_Exercise details_
Copy the items below, changing every "positive clicks" to "foreground clicks" and leaving everything else as it is.

_Data to examine_
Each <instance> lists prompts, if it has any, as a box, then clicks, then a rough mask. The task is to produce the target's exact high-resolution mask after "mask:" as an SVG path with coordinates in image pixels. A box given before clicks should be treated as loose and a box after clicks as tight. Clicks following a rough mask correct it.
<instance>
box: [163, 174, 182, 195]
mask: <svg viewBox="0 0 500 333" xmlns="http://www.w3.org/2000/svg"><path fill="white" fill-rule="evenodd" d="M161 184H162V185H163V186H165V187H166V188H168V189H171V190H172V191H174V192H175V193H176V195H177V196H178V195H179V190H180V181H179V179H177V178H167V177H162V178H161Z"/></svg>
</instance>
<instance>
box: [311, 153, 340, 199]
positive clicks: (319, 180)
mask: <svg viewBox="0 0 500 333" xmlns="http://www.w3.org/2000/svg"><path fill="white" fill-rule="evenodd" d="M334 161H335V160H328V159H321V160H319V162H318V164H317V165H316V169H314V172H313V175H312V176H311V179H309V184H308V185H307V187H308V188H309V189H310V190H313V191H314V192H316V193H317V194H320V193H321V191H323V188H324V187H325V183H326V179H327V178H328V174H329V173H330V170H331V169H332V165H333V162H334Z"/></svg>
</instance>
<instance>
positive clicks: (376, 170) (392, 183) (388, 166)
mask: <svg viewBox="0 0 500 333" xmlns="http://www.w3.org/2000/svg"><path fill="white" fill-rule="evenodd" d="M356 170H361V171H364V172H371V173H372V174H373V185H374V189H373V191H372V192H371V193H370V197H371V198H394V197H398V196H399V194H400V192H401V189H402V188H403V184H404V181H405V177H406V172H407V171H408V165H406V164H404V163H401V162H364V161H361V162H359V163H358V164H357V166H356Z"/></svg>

_Answer to the problem_
Each <instance> lists prompts, if it has any, as a box, then clicks, then a rough mask. The task is to produce the target's exact high-resolution mask after "mask:" as an SVG path with coordinates in image pixels. A box given before clicks should be treated as loose and a box after clicks as tight. Clicks following a rough mask correct it.
<instance>
box: [163, 174, 182, 195]
mask: <svg viewBox="0 0 500 333" xmlns="http://www.w3.org/2000/svg"><path fill="white" fill-rule="evenodd" d="M161 184H162V185H163V186H165V187H166V188H168V189H171V190H172V191H174V192H175V193H176V195H177V196H178V195H179V190H180V181H179V179H177V178H167V177H162V178H161Z"/></svg>
</instance>
<instance>
box: [311, 153, 340, 199]
foreground clicks: (319, 180)
mask: <svg viewBox="0 0 500 333" xmlns="http://www.w3.org/2000/svg"><path fill="white" fill-rule="evenodd" d="M334 161H335V160H328V159H321V160H319V162H318V164H317V165H316V169H314V172H313V175H312V176H311V179H309V184H308V185H307V187H308V188H309V189H310V190H313V191H314V192H316V193H317V194H320V193H321V191H323V188H324V187H325V183H326V179H327V178H328V174H329V173H330V170H331V169H332V165H333V162H334Z"/></svg>
</instance>
<instance>
foreground clicks: (376, 170) (392, 183) (388, 166)
mask: <svg viewBox="0 0 500 333" xmlns="http://www.w3.org/2000/svg"><path fill="white" fill-rule="evenodd" d="M356 170H361V171H364V172H371V173H372V174H373V185H374V189H373V191H372V192H371V193H370V197H371V198H394V197H398V196H399V194H400V192H401V189H402V188H403V184H404V181H405V177H406V172H407V171H408V165H406V164H404V163H401V162H364V161H361V162H359V163H358V164H357V166H356Z"/></svg>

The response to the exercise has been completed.